The required result is one figure, the count of lines below with the string "player" in them.
───── DATA SHOWN
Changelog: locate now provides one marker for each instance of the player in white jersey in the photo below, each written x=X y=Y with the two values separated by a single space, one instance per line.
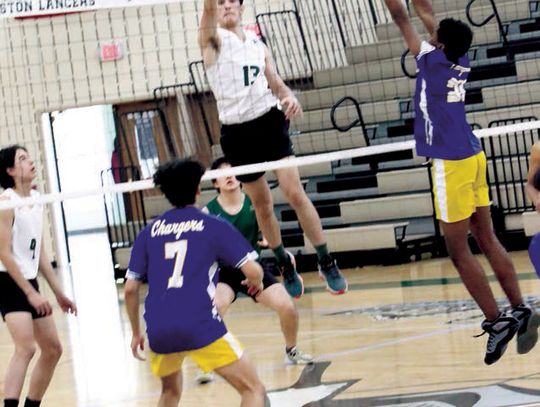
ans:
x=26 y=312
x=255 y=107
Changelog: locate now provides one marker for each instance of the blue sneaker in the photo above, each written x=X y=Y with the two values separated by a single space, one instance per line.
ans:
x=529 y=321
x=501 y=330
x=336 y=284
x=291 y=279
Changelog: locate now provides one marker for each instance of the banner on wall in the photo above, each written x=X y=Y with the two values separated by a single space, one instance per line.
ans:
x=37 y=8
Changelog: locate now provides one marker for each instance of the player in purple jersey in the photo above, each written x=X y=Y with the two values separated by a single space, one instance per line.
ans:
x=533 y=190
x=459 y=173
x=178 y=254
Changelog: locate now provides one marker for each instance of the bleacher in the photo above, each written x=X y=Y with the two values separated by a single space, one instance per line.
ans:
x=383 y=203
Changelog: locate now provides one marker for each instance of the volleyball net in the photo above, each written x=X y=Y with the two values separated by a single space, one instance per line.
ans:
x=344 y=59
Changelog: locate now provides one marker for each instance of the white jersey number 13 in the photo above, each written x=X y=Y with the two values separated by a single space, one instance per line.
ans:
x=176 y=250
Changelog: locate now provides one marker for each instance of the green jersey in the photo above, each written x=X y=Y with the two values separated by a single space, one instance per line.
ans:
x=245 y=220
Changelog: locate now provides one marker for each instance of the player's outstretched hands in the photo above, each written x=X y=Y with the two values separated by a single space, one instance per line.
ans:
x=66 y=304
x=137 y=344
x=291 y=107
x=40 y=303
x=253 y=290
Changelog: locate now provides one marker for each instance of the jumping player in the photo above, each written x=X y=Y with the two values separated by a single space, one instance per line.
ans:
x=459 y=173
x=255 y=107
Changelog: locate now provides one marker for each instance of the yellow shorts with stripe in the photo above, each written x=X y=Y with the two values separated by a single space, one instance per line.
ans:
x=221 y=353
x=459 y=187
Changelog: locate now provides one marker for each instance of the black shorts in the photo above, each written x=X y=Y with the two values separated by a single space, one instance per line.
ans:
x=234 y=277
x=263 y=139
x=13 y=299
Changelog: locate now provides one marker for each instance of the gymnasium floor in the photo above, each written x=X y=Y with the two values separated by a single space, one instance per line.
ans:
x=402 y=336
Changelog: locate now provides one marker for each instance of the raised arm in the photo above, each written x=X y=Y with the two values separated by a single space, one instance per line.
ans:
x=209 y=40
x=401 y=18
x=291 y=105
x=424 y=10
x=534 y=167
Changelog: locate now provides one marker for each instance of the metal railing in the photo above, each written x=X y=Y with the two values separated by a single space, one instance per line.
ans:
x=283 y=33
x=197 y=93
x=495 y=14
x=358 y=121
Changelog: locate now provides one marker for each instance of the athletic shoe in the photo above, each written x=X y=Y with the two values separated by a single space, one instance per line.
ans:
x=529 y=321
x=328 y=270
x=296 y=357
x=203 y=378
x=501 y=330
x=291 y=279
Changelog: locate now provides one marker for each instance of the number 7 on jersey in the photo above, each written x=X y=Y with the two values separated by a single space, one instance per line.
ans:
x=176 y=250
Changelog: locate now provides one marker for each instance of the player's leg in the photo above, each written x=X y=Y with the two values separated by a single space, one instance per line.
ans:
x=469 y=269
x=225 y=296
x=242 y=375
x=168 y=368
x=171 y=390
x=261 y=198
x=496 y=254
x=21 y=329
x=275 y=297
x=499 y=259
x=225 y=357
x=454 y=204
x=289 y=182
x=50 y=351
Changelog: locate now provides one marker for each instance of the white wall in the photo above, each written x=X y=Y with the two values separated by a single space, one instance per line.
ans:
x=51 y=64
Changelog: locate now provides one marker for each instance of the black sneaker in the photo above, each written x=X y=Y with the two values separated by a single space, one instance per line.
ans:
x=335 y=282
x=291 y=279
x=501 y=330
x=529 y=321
──────────
───── DATA SHOWN
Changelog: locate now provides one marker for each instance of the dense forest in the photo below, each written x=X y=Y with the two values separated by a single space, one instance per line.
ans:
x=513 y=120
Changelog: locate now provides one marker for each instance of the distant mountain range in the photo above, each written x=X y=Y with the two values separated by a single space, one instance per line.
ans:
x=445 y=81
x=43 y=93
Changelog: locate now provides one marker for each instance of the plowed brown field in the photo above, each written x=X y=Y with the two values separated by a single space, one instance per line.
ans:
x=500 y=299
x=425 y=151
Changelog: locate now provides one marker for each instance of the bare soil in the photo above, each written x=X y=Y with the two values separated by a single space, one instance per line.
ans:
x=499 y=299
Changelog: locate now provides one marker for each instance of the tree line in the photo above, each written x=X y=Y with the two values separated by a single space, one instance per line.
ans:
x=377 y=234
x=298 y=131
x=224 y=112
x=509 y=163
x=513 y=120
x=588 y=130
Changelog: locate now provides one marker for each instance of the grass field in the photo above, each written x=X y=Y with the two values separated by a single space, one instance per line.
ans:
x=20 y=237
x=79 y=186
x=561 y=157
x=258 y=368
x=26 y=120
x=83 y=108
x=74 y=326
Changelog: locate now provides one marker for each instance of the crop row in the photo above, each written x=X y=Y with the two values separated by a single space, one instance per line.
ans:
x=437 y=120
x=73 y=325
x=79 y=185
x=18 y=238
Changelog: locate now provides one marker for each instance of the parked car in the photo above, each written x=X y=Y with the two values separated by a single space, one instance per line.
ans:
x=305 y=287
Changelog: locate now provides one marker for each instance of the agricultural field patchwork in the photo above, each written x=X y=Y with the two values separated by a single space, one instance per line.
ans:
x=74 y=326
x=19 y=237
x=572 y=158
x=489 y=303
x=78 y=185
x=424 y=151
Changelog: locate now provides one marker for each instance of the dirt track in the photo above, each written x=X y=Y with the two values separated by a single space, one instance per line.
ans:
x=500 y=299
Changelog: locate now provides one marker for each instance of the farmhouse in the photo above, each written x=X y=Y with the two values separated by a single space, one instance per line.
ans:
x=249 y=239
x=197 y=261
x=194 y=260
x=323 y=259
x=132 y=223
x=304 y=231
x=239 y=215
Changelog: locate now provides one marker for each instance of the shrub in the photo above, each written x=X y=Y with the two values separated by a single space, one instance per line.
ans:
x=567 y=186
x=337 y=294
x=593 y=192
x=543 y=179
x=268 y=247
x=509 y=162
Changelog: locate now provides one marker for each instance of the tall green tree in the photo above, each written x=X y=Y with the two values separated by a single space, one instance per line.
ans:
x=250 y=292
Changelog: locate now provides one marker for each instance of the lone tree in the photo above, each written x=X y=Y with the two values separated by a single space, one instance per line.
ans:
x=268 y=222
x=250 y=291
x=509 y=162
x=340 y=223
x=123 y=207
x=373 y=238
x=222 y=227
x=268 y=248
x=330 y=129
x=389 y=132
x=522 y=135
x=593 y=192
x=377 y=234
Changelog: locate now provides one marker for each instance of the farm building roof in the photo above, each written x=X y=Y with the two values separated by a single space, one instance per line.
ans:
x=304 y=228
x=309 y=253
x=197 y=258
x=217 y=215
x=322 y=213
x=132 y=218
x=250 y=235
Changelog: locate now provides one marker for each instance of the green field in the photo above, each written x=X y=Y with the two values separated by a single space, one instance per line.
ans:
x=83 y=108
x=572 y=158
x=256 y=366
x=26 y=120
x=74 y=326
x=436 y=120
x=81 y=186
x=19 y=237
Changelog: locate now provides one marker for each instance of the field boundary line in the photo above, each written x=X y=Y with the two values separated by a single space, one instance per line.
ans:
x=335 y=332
──────────
───── DATA SHOWN
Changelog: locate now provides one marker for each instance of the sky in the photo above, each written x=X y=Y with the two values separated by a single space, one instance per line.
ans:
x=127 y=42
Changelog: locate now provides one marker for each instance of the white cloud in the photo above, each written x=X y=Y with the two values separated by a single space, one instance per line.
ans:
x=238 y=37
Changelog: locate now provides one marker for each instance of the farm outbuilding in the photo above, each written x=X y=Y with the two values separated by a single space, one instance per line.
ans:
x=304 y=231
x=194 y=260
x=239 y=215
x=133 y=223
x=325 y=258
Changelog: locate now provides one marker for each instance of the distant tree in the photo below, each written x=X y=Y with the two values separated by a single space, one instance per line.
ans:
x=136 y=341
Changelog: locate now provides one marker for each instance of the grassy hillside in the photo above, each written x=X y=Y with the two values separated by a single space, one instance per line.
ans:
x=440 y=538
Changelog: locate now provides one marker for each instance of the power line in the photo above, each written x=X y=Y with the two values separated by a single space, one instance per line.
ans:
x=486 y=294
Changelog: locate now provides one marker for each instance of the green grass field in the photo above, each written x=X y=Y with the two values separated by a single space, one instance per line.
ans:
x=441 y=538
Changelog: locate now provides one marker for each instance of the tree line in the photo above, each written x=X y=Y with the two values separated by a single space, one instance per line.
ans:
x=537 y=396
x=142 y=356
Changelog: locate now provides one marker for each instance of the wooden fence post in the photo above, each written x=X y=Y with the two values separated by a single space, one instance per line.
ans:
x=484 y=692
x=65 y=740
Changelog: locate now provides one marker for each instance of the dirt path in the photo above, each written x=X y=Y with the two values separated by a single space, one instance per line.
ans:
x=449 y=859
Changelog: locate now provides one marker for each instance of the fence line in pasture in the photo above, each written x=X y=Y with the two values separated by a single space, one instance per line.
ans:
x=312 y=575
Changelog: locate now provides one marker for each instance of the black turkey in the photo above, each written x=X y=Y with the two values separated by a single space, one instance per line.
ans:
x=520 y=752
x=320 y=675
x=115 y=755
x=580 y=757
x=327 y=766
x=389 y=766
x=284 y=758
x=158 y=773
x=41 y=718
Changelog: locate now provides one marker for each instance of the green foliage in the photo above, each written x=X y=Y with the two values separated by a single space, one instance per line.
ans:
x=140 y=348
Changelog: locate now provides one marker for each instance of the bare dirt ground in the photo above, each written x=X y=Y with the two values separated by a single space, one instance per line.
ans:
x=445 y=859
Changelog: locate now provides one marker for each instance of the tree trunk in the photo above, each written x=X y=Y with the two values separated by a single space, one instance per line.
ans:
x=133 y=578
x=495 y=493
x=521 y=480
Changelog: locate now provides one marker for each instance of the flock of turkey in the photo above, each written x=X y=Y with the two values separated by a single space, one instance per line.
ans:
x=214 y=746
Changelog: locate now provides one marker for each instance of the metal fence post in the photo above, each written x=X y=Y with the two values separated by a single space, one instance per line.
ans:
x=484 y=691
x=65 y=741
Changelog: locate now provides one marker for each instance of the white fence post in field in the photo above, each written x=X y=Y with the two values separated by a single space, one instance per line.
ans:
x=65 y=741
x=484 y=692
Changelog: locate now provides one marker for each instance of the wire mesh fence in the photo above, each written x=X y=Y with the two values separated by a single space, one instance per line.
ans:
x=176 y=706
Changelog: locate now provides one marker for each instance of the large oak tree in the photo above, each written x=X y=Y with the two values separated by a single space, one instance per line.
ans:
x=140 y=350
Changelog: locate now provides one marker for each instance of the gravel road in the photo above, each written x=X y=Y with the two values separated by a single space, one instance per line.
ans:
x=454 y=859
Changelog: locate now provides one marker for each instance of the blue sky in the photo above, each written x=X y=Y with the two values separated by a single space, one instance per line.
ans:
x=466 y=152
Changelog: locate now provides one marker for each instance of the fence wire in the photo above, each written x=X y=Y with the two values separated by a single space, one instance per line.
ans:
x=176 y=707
──────────
▶ _TASK RESULT_
5